* **List of tasks**:
1. In the passage on false beliefs, what mostly affects the spread of false beliefs?
2. Reproduce the stretch of the passage on false beliefs from "What affects the" through "what we share.", swapping "profoundly" for "deeply".
───── Text passage
They spend a lot of the book, however, talking about how false beliefs spread *among scientists* since, scientists are generally “doing their best to learn about the world, using the best methods available and paying careful attention to the available evidence. They are trained to gather and analyze evidence and they are generally well-informed about the issues they study. In other words, scientists are the closest we have to ideal inquirers. For these reasons, the fact that even communities of scientists can persist in false beliefs is striking—and if even scientists are influenced by social factors, surely the rest of us are as well” (12).
What affects the spread of false beliefs? Mostly social factors do: whom we trust, reputations, our biases and expectations, our embedded norms and assumptions, what feels right, our social connections, etc, all profoundly affect how beliefs, true and false, spread. The authors do a great job looking at how so much more than logic and evidence affects what we belief and what we share.
They offer several suggestions to improve on this rather dismal situation of false beliefs spreading rapidly today:
1) Find spokespeople whose shared values can ground trust with groups that are highly dubious of well-established facts (180).
──────────
───── Available data
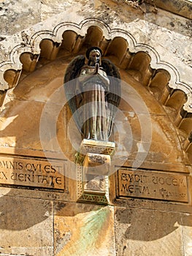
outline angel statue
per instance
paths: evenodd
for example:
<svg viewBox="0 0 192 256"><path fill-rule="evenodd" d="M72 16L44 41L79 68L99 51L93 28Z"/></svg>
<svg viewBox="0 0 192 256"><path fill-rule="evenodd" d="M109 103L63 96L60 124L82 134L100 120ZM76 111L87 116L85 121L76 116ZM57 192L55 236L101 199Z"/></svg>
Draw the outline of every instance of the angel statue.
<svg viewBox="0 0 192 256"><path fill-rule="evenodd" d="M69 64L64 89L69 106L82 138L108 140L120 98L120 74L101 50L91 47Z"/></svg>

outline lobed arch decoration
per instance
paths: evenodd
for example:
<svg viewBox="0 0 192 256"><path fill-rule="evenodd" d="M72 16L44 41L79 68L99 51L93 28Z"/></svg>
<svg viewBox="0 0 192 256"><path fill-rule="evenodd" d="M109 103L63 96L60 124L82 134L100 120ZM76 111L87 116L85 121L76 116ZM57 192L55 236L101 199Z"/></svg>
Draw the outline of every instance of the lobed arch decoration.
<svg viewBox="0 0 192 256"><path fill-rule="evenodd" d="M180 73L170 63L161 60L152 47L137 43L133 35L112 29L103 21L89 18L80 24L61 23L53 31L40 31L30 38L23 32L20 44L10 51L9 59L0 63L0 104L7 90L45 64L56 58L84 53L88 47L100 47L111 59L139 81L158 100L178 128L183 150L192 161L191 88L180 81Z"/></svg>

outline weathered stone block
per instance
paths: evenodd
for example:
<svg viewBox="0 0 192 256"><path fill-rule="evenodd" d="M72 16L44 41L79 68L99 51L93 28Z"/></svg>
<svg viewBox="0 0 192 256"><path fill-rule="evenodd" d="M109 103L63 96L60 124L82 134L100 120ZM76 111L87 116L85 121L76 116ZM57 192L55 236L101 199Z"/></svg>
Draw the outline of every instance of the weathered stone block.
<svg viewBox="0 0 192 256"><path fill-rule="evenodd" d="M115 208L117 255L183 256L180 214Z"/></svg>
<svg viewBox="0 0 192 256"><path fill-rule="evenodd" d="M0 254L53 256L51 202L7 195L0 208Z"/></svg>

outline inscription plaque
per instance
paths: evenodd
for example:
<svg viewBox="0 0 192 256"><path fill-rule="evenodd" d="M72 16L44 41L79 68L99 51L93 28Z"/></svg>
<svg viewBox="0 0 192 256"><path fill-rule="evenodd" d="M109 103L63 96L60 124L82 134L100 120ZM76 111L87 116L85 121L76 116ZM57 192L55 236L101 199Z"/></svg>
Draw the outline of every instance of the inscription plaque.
──────────
* **Results for the exercise**:
1. Social factors.

2.
What affects the spread of false beliefs? Mostly social factors do: whom we trust, reputations, our biases and expectations, our embedded norms and assumptions, what feels right, our social connections, etc, all deeply affect how beliefs, true and false, spread. The authors do a great job looking at how so much more than logic and evidence affects what we belief and what we share.